(Rows from a pointing dataset)
begin
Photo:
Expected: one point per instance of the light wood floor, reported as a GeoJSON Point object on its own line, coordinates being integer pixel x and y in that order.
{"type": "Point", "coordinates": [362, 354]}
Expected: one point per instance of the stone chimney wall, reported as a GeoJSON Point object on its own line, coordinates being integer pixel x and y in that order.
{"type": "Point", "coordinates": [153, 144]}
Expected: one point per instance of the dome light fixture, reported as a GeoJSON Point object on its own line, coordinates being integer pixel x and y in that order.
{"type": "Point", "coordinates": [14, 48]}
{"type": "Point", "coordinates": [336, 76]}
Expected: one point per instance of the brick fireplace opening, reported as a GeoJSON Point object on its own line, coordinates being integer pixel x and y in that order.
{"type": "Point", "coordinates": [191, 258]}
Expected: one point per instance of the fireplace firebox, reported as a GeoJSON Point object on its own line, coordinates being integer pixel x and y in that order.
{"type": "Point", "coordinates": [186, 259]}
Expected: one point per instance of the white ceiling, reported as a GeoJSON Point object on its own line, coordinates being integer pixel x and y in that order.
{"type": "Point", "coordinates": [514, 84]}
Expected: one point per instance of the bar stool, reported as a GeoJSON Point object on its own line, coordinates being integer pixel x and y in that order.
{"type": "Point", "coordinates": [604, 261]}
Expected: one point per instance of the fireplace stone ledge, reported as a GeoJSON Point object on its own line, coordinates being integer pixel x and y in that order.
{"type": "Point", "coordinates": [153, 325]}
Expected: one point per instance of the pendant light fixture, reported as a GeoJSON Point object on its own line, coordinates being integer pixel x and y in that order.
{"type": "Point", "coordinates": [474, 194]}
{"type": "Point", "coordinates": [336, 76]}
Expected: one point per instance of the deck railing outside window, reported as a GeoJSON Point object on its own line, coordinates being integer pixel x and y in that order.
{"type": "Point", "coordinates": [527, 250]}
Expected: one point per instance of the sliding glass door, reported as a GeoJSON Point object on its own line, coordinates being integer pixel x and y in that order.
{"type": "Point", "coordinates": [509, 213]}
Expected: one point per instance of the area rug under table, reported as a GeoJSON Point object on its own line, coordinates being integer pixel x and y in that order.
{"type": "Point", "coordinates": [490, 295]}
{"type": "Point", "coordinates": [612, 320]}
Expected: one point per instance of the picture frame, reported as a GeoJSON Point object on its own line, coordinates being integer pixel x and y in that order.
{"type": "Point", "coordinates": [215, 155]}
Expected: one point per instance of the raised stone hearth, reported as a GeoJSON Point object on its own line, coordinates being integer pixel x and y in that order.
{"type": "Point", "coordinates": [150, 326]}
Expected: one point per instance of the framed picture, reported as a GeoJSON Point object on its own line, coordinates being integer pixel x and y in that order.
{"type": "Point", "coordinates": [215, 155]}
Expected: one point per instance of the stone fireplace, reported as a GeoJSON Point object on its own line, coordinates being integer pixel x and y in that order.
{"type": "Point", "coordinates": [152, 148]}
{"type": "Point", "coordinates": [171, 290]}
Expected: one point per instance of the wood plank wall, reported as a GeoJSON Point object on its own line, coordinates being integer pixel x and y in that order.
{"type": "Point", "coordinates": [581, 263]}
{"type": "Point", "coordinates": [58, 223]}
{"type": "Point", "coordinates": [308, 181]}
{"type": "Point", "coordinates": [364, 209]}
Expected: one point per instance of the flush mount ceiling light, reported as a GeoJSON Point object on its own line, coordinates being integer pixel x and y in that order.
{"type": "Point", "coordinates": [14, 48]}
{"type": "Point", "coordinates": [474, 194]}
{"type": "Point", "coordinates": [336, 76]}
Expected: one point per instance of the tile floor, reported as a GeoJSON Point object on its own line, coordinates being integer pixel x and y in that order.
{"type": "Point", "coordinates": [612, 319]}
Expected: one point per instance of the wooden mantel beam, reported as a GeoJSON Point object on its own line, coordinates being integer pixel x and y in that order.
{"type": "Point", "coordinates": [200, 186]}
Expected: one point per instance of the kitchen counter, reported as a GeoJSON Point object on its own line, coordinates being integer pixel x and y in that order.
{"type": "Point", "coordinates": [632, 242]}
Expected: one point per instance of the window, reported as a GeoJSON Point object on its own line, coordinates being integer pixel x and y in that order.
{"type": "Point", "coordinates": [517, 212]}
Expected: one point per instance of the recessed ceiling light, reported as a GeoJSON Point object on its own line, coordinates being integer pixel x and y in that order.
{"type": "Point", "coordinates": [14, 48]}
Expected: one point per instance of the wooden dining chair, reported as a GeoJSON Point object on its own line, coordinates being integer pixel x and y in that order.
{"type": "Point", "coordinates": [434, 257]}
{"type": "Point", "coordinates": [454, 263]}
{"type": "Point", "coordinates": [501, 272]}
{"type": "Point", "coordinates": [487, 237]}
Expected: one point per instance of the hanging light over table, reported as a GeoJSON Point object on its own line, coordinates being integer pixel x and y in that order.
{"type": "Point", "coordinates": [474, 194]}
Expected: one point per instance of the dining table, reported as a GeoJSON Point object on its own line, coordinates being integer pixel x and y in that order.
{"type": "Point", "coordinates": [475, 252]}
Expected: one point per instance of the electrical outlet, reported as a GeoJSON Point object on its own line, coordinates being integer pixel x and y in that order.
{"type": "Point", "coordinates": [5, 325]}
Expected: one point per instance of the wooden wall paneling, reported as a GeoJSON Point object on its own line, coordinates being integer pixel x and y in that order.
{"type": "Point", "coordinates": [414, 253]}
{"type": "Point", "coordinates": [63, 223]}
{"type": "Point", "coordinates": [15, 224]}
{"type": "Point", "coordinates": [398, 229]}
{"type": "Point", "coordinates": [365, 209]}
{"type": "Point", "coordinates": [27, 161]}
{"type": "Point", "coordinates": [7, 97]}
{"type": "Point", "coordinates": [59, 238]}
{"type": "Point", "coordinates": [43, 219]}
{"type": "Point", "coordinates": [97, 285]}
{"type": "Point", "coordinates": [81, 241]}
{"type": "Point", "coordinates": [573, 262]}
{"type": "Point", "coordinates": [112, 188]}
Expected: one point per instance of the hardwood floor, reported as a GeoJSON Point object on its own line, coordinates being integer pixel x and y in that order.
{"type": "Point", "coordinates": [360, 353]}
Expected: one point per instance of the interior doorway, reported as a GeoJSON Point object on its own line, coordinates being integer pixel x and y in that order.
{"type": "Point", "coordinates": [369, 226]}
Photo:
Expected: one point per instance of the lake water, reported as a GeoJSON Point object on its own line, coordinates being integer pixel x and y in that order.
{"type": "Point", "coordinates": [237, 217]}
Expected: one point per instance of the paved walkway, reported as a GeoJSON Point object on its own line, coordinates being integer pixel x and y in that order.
end
» Written problem: Transcribe the data. Leave every line exactly as it is.

» Answer below:
Photo:
Expected: one point per instance of the light wood floor, reported as a GeoJSON Point object on its own line, coordinates being integer pixel x and y in that order.
{"type": "Point", "coordinates": [362, 354]}
Expected: one point per instance of the stone chimney wall, reported as a GeoJSON Point object on its own line, coordinates being integer pixel x and y in that order.
{"type": "Point", "coordinates": [153, 144]}
Expected: one point per instance of the dome light fixture, reported as a GeoJSON Point object on its own line, coordinates being integer pixel x and y in that order.
{"type": "Point", "coordinates": [14, 48]}
{"type": "Point", "coordinates": [336, 76]}
Expected: one point per instance of the brick fireplace opening, reported as a GeoJSON Point object on its own line, coordinates being integer pixel x and y in that order.
{"type": "Point", "coordinates": [191, 258]}
Expected: one point per instance of the fireplace firebox, reported as a GeoJSON Point object on its own line, coordinates being integer pixel x and y in that order.
{"type": "Point", "coordinates": [186, 259]}
Expected: one point per instance of the white ceiling, reported as a GeoJSON Point object on its own line, coordinates being integer pixel x and y in that order.
{"type": "Point", "coordinates": [514, 84]}
Expected: one point per instance of the bar stool, reported as a GeoJSON Point object on its own line, coordinates being integer pixel x and y in that order.
{"type": "Point", "coordinates": [604, 261]}
Expected: one point per instance of the fireplace stone ledge, reported as a GeoJSON Point object on its own line, coordinates being integer pixel x and y in that order.
{"type": "Point", "coordinates": [153, 325]}
Expected: one point per instance of the pendant light fixture, reported as a GeoJSON Point object on its own line, coordinates being integer pixel x and y in that order.
{"type": "Point", "coordinates": [474, 194]}
{"type": "Point", "coordinates": [336, 76]}
Expected: one point per instance of the deck railing outside window, reported as a GeoJSON Point object on its own line, coordinates being integer pixel x and y in that order.
{"type": "Point", "coordinates": [527, 250]}
Expected: one point per instance of the sliding glass door, reported as a GeoJSON Point object on its own line, coordinates being integer pixel x and y in that order.
{"type": "Point", "coordinates": [509, 213]}
Expected: one point per instance of the area rug under table, reported as a GeoJSON Point object on its own line, coordinates being integer pixel x and y in that order.
{"type": "Point", "coordinates": [490, 295]}
{"type": "Point", "coordinates": [612, 320]}
Expected: one point per instance of the picture frame, reported as a GeoJSON Point object on its own line, coordinates being integer pixel x and y in that order.
{"type": "Point", "coordinates": [215, 155]}
Expected: one point per instance of the raised stone hearth, reported as a GeoJSON Point object on its own line, coordinates being integer pixel x and y in that order.
{"type": "Point", "coordinates": [150, 326]}
Expected: one point per instance of the framed picture, reported as a GeoJSON Point object on its own line, coordinates being integer pixel x and y in that order.
{"type": "Point", "coordinates": [215, 155]}
Expected: one point per instance of the stone fireplace, reported as a GeoJSON Point object on its own line, coordinates being integer pixel x and y in that order.
{"type": "Point", "coordinates": [152, 148]}
{"type": "Point", "coordinates": [171, 290]}
Expected: one point per instance of the wood plank wall, reported as a GeoJSON Point object on its own line, coordinates being integer pixel x and y in that order.
{"type": "Point", "coordinates": [581, 263]}
{"type": "Point", "coordinates": [58, 223]}
{"type": "Point", "coordinates": [308, 181]}
{"type": "Point", "coordinates": [364, 209]}
Expected: one point per instance of the flush mount ceiling light, reported as a GeoJSON Point object on its own line, coordinates being integer pixel x and y in that order.
{"type": "Point", "coordinates": [14, 48]}
{"type": "Point", "coordinates": [474, 194]}
{"type": "Point", "coordinates": [336, 76]}
Expected: one point per instance of the tile floor, reported as a GeoJSON Point object on its own line, coordinates being integer pixel x and y in that order.
{"type": "Point", "coordinates": [612, 319]}
Expected: one point per instance of the wooden mantel beam, reported as a GeoJSON Point object on its own line, coordinates being integer pixel x and y in that order.
{"type": "Point", "coordinates": [200, 186]}
Expected: one point per instance of the kitchen counter, reported as a GeoJSON Point object on its own line, coordinates being integer pixel x and y in that order.
{"type": "Point", "coordinates": [632, 242]}
Expected: one point per instance of the window, reported as a GeoJSON Point object on its own line, coordinates being integer pixel x and y in that order.
{"type": "Point", "coordinates": [517, 212]}
Expected: one point per instance of the recessed ceiling light, reported as a GeoJSON Point object on its own line, coordinates being integer pixel x and y in that order.
{"type": "Point", "coordinates": [14, 48]}
Expected: one point per instance of the wooden dining chair, reported as a GeoJSON Point object on its own line, coordinates being integer pixel x and y in that order.
{"type": "Point", "coordinates": [434, 257]}
{"type": "Point", "coordinates": [454, 263]}
{"type": "Point", "coordinates": [501, 272]}
{"type": "Point", "coordinates": [487, 237]}
Expected: one point per instance of the hanging light over table, reported as a GeoJSON Point object on its own line, coordinates being integer pixel x and y in that order.
{"type": "Point", "coordinates": [474, 194]}
Expected: one point per instance of the dining table, reported as a GeoJSON Point object on its own line, coordinates being integer pixel x and y in that order.
{"type": "Point", "coordinates": [475, 252]}
Expected: one point per instance of the electrical outlet, reported as a GeoJSON Point object on its own line, coordinates being integer pixel x and y in that order.
{"type": "Point", "coordinates": [5, 325]}
Expected: one point per instance of the wooden wall paneling, reported as a GeoJSON Point object on its own line, coordinates being integer pixel x and y in that order.
{"type": "Point", "coordinates": [414, 253]}
{"type": "Point", "coordinates": [63, 223]}
{"type": "Point", "coordinates": [15, 224]}
{"type": "Point", "coordinates": [398, 229]}
{"type": "Point", "coordinates": [365, 209]}
{"type": "Point", "coordinates": [27, 161]}
{"type": "Point", "coordinates": [7, 97]}
{"type": "Point", "coordinates": [59, 238]}
{"type": "Point", "coordinates": [43, 219]}
{"type": "Point", "coordinates": [97, 285]}
{"type": "Point", "coordinates": [81, 241]}
{"type": "Point", "coordinates": [573, 262]}
{"type": "Point", "coordinates": [112, 188]}
Expected: one point per instance of the hardwood floor, reported as a GeoJSON Point object on its own line, coordinates being integer pixel x and y in that order.
{"type": "Point", "coordinates": [360, 353]}
Expected: one point per instance of the interior doorway, reported as a GeoJSON Point object on its own line, coordinates being integer pixel x and y in that order.
{"type": "Point", "coordinates": [369, 226]}
Photo:
Expected: one point per instance of the lake water, reported as a GeoJSON Point object on its own line, coordinates being integer pixel x and y in that order.
{"type": "Point", "coordinates": [237, 217]}
Expected: one point per instance of the paved walkway, reported as a GeoJSON Point object on its own line, coordinates being integer pixel x and y in that order.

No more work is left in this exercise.